Directions> Would you set down the data below exactly as shown?

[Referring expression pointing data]

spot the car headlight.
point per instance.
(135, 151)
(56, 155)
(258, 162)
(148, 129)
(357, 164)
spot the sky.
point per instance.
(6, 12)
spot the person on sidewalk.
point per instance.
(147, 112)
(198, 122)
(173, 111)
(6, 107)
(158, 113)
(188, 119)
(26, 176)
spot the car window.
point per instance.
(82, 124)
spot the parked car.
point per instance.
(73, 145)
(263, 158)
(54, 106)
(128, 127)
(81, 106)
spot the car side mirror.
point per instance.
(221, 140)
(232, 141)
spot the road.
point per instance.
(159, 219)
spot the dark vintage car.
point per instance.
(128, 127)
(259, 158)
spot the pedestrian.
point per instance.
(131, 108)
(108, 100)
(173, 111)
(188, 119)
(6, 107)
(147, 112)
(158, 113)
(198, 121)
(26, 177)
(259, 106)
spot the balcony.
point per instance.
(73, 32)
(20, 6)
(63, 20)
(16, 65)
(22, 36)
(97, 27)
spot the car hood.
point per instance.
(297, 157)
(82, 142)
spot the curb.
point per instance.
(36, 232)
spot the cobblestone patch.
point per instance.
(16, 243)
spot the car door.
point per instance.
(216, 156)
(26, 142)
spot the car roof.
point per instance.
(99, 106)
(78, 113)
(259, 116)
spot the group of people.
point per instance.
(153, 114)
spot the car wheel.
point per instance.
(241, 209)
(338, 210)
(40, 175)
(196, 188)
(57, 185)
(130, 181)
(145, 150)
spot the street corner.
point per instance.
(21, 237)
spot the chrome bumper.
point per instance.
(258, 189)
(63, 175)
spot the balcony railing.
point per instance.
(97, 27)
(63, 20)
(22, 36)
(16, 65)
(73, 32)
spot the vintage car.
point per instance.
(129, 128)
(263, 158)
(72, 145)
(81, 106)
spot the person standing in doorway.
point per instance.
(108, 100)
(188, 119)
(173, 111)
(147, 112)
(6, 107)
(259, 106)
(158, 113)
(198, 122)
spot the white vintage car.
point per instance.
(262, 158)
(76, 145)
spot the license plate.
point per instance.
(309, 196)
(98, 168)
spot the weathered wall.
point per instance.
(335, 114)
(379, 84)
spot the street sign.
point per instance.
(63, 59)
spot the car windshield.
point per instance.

Answer to the exercise>
spot the car headlight.
point per instance.
(135, 151)
(56, 155)
(258, 162)
(148, 129)
(357, 164)
spot the sky.
point per instance.
(6, 12)
spot the person on sidewalk.
point per instance.
(147, 112)
(198, 122)
(173, 111)
(6, 107)
(158, 113)
(188, 119)
(26, 176)
spot the car window.
point per instance.
(82, 124)
spot the parked car.
point per instance.
(73, 145)
(263, 158)
(54, 106)
(128, 127)
(81, 106)
spot the car side mirror.
point per instance.
(221, 140)
(232, 141)
spot the road.
point per instance.
(159, 219)
spot the dark vintage car.
point per instance.
(128, 127)
(259, 158)
spot the pedestrian.
point per instance.
(131, 108)
(108, 100)
(173, 111)
(188, 119)
(6, 107)
(147, 112)
(158, 113)
(198, 121)
(26, 177)
(259, 106)
spot the balcony.
point per instance.
(73, 32)
(20, 6)
(63, 20)
(16, 65)
(22, 36)
(97, 27)
spot the car hood.
point per instance.
(297, 157)
(82, 142)
spot the curb.
point per instance.
(36, 232)
spot the cobblestone patch.
point per instance.
(16, 243)
spot the car door.
point per instance.
(216, 156)
(26, 142)
spot the car roof.
point per instance.
(99, 106)
(78, 113)
(259, 116)
spot the group of people.
point per instance.
(153, 114)
spot the car wheel.
point per instance.
(241, 209)
(338, 210)
(40, 175)
(196, 188)
(57, 185)
(130, 181)
(145, 150)
spot the street corner.
point per instance.
(21, 237)
spot the chrome bumper.
point per instance.
(258, 189)
(63, 175)
spot the balcony railing.
point per instance.
(97, 27)
(63, 20)
(22, 36)
(16, 65)
(73, 32)
spot the vintage car.
point per instance.
(129, 128)
(263, 158)
(72, 145)
(81, 106)
spot the person standing in doorway.
point per instance.
(108, 100)
(188, 119)
(173, 111)
(147, 112)
(6, 107)
(259, 106)
(158, 113)
(198, 122)
spot the white vintage car.
point per instance.
(262, 158)
(76, 145)
spot the license plate.
point per instance.
(309, 196)
(98, 168)
spot the weathered wall.
point per instance.
(335, 114)
(379, 84)
spot the street sign.
point per instance.
(63, 59)
spot the car windshield.
point per instance.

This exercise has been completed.